The problem |
All of the records below need to be returned exactly.

===== Record set =====

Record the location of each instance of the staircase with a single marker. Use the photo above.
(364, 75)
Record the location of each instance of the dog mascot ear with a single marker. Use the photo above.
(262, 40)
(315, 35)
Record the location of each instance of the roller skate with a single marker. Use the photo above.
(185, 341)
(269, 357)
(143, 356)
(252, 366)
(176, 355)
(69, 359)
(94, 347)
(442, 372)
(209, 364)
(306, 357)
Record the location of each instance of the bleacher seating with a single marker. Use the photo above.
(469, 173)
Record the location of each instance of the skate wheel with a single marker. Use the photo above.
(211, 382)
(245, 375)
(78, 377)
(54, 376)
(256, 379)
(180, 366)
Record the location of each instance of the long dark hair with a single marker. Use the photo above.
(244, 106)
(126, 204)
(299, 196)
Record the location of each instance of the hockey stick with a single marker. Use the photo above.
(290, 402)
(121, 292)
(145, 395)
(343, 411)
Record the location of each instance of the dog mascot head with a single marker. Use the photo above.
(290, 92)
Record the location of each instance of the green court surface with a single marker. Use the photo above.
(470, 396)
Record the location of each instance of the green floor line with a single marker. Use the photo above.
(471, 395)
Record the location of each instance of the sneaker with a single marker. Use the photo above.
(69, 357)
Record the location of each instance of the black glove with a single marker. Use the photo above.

=====

Solved exercise |
Record the location of each instance of the staircase with a single marker. Use the photo above.
(364, 75)
Record the location of each instance of the dog mascot ear with a single marker. Use the photo above.
(262, 40)
(315, 35)
Record the location of each instance of the roller skate with a single marker. Use the photo above.
(185, 341)
(269, 357)
(143, 356)
(252, 366)
(176, 355)
(69, 359)
(94, 347)
(442, 372)
(209, 364)
(306, 357)
Record the location of each instance of the bleacher seating with a single marker. Use the photo above.
(469, 173)
Record the location of each instance of the skate wheel with a single marker. Use the photo above.
(211, 382)
(245, 375)
(78, 377)
(54, 376)
(256, 379)
(180, 366)
Record the location of each instance of the long dark hair with a single marker. Use the photo above.
(244, 106)
(126, 204)
(299, 196)
Record the location of each instance of the hockey stick with a single marker. Use the photo above.
(290, 402)
(121, 292)
(145, 395)
(343, 411)
Record the location of each instance of the dog mascot head with a single marker. Use the photo above.
(290, 92)
Record the location of each instance of the green court surface with a single marker. Use the photo above.
(470, 396)
Record the location of each instance of the green floor line with a single marker. Use the photo above.
(471, 395)
Record the location of each instance of the sneaker with a single marker. Use the photo above.
(69, 357)
Record the location of each instance of the black glove with a single marker. Use the photo above.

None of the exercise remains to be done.